§ **WHAT IS EXPECTED**
Copy out the rows from the very beginning through the line holding "56], [50, 55]]]", inclusive, and swap every "camouflage uniform" for "camo outfit". Leave everything else unchanged and give only those lines.

--- begin RECORDS FOR THE EXERCISE ---

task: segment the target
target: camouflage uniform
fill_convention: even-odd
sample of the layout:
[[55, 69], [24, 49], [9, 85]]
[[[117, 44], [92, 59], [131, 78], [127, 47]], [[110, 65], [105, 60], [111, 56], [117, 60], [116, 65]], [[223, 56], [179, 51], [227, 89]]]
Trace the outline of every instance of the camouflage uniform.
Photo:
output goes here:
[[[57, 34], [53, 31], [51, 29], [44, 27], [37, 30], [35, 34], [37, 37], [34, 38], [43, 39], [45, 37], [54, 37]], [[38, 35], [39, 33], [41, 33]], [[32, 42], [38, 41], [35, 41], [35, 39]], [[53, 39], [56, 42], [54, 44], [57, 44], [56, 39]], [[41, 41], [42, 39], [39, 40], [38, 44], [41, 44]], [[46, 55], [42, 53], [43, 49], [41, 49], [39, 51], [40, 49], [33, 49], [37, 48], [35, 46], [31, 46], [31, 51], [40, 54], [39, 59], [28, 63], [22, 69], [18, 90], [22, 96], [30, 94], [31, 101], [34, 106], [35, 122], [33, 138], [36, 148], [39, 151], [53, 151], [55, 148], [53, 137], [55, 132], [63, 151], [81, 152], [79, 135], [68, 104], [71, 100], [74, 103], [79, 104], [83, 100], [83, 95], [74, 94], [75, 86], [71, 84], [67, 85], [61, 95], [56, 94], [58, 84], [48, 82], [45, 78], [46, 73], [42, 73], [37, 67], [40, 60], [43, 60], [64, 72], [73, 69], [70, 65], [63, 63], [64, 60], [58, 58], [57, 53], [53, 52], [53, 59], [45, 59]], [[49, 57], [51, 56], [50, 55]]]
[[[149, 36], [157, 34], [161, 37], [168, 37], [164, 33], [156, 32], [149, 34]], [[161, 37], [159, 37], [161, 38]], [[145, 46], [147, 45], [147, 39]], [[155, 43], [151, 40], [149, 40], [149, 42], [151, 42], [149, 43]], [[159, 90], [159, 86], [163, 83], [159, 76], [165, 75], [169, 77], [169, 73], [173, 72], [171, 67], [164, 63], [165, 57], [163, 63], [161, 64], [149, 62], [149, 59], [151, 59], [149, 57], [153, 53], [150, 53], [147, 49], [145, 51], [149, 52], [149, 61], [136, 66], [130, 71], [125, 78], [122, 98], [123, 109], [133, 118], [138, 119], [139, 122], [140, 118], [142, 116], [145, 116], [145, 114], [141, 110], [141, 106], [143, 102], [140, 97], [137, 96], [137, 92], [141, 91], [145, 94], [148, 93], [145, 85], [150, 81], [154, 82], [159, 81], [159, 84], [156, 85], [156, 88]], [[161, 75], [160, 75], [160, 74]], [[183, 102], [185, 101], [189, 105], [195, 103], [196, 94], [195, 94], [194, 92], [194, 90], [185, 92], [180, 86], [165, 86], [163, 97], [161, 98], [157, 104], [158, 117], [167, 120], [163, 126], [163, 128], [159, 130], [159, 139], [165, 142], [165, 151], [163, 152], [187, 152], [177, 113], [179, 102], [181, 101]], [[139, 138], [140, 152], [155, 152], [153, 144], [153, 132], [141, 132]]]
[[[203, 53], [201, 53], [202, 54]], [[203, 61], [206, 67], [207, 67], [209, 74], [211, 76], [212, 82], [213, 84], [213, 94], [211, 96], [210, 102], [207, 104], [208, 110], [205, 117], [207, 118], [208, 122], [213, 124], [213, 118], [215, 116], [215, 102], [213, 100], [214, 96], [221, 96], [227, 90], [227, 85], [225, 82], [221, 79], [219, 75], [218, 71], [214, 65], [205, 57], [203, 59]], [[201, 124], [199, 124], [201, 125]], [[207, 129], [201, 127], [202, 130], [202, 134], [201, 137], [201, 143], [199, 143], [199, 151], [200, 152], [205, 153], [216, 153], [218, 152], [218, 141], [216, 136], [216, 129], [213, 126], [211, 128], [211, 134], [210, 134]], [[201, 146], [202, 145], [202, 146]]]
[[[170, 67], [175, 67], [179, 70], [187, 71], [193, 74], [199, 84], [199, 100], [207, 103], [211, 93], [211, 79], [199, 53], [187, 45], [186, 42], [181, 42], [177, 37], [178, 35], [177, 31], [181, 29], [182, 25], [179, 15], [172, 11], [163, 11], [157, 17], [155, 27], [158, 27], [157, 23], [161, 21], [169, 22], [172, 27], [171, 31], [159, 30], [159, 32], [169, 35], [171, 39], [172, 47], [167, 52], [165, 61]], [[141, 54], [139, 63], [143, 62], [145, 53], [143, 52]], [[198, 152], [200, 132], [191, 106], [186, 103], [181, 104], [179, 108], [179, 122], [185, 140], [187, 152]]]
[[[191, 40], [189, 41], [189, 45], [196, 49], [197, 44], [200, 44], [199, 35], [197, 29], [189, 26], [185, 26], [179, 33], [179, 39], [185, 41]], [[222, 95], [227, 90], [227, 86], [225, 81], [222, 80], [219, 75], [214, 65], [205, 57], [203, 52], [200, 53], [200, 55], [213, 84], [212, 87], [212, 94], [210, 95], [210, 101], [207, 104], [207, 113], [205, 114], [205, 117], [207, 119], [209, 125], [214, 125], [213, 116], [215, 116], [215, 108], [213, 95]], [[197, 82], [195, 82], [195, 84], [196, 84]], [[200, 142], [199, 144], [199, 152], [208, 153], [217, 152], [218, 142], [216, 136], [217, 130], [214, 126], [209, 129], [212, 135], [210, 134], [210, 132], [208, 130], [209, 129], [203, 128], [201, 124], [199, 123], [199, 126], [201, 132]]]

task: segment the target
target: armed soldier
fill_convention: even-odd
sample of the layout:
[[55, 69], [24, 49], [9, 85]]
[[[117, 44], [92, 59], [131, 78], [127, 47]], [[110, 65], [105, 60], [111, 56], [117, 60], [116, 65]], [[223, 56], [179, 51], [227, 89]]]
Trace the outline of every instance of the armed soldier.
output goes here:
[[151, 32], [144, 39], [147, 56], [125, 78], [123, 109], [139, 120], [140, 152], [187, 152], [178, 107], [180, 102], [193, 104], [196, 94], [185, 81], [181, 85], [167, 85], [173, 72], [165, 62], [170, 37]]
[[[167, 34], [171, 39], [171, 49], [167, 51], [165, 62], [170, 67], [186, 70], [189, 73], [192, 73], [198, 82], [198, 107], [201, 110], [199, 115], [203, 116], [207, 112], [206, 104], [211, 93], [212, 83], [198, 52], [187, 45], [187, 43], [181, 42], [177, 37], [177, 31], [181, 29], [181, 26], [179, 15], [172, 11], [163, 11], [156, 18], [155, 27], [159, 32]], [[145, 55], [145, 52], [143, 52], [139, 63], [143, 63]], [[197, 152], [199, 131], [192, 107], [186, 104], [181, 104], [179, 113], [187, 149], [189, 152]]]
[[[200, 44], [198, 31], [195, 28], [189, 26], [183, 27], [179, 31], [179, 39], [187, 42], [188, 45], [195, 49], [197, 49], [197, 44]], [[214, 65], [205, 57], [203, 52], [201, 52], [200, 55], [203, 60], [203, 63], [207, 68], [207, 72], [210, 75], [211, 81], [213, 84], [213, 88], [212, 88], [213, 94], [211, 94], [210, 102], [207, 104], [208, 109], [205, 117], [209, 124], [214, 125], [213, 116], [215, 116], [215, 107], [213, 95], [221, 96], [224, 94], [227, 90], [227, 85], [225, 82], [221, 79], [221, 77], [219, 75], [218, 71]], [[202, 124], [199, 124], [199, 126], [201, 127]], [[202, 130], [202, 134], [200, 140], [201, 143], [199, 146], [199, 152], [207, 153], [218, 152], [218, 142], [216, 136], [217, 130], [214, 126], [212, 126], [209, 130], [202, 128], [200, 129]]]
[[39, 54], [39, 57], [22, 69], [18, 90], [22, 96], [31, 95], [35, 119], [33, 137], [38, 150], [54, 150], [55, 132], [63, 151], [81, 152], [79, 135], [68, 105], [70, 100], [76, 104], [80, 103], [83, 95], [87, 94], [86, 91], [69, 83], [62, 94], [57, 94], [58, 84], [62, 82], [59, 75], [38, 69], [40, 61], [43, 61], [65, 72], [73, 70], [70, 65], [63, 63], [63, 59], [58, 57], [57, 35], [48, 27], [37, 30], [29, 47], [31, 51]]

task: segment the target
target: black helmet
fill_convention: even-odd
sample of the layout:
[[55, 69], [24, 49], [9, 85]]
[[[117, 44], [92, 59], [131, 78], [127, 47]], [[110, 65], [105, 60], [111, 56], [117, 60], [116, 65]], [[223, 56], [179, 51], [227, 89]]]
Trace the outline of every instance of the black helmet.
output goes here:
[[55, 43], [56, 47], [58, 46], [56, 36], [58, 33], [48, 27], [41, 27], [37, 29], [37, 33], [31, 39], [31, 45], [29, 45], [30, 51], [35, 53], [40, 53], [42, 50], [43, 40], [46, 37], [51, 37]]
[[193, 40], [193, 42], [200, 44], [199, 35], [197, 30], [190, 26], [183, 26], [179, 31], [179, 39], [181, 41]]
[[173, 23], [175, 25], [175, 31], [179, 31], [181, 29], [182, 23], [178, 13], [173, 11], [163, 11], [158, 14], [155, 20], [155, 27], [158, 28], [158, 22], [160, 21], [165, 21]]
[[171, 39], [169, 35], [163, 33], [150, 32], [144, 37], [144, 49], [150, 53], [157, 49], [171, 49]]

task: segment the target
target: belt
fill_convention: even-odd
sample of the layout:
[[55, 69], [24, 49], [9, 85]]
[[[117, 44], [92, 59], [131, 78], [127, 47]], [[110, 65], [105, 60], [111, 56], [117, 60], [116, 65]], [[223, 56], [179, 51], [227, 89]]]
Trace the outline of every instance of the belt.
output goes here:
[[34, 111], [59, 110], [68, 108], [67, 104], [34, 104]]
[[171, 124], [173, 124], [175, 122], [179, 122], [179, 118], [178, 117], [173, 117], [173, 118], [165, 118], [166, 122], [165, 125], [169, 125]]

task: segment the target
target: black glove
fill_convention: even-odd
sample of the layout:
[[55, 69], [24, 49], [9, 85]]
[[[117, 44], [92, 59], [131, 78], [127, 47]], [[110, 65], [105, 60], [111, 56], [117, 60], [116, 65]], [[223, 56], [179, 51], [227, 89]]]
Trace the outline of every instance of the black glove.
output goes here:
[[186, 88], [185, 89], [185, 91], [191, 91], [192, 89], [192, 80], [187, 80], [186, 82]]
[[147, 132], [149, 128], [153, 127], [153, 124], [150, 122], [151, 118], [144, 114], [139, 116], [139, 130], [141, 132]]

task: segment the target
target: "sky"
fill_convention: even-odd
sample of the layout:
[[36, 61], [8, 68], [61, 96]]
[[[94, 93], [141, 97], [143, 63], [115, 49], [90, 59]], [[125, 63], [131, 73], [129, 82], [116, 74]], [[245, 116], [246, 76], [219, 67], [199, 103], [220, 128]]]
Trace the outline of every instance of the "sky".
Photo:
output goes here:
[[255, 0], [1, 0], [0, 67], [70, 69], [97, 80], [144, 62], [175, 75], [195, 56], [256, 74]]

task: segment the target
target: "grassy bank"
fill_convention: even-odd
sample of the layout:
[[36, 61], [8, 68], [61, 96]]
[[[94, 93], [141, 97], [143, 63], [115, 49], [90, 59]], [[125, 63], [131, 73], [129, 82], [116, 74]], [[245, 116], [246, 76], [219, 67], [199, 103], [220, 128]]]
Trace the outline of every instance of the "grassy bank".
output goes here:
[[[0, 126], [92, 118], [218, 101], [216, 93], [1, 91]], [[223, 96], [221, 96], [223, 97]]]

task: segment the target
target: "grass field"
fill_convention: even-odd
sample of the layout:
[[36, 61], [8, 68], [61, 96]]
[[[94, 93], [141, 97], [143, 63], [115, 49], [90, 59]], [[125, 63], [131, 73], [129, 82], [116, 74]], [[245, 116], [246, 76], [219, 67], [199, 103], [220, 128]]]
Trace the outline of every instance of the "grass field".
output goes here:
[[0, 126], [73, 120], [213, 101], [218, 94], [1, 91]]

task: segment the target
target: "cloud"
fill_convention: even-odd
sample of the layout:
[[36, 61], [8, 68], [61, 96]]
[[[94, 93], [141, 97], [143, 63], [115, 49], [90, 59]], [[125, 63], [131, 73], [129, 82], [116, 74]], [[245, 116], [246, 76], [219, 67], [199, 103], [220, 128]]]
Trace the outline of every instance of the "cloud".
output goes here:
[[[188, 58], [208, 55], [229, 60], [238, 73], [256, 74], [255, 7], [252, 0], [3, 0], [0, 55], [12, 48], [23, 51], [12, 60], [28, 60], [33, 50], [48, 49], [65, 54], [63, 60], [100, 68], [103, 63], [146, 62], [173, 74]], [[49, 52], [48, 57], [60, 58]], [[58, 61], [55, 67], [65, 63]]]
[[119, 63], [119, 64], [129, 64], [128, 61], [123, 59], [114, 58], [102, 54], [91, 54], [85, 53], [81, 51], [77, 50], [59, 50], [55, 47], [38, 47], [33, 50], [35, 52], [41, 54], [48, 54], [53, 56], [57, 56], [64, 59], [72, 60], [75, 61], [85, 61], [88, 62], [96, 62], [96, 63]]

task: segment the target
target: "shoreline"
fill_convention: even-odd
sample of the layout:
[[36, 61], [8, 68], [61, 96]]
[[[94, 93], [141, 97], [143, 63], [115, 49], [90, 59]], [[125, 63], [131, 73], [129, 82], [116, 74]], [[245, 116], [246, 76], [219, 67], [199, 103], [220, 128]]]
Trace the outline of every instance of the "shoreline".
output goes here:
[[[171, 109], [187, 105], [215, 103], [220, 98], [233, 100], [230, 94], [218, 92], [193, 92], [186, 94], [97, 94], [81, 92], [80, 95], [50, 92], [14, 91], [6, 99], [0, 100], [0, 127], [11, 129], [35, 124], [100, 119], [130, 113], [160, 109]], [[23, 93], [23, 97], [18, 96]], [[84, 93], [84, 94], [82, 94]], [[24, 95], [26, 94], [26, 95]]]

--- end RECORDS FOR THE EXERCISE ---

§ **FINISHED TASK**
task: segment the target
target: camo outfit
fill_convention: even-odd
sample of the layout:
[[55, 69], [24, 49], [9, 85]]
[[[117, 44], [92, 59], [131, 78], [127, 47]], [[110, 65], [105, 60], [111, 56], [117, 60], [116, 65]], [[223, 56], [179, 51], [227, 89]]]
Trace the outline of every instance of the camo outfit.
Photo:
output goes here:
[[[57, 34], [53, 31], [51, 29], [44, 27], [37, 30], [35, 34], [37, 37], [34, 38], [43, 39], [45, 37], [54, 37]], [[38, 35], [39, 33], [41, 33]], [[32, 42], [38, 41], [35, 41], [35, 39]], [[53, 39], [56, 42], [54, 44], [57, 44], [56, 39]], [[41, 41], [42, 39], [39, 40], [38, 44], [41, 44]], [[46, 55], [42, 53], [43, 49], [41, 49], [39, 51], [40, 49], [33, 49], [37, 48], [35, 46], [31, 46], [31, 51], [40, 54], [39, 59], [28, 63], [22, 69], [18, 90], [22, 96], [30, 94], [31, 101], [34, 106], [35, 122], [33, 138], [36, 148], [39, 151], [53, 151], [55, 148], [53, 137], [55, 132], [63, 151], [81, 152], [79, 135], [68, 104], [71, 100], [74, 103], [79, 104], [83, 100], [83, 95], [74, 94], [75, 86], [71, 84], [67, 85], [61, 95], [56, 94], [58, 84], [48, 82], [45, 78], [46, 73], [42, 73], [37, 67], [40, 60], [43, 60], [64, 72], [73, 69], [70, 65], [63, 63], [64, 60], [58, 58], [57, 53], [53, 52], [53, 59], [45, 59]], [[49, 57], [51, 56], [50, 55]]]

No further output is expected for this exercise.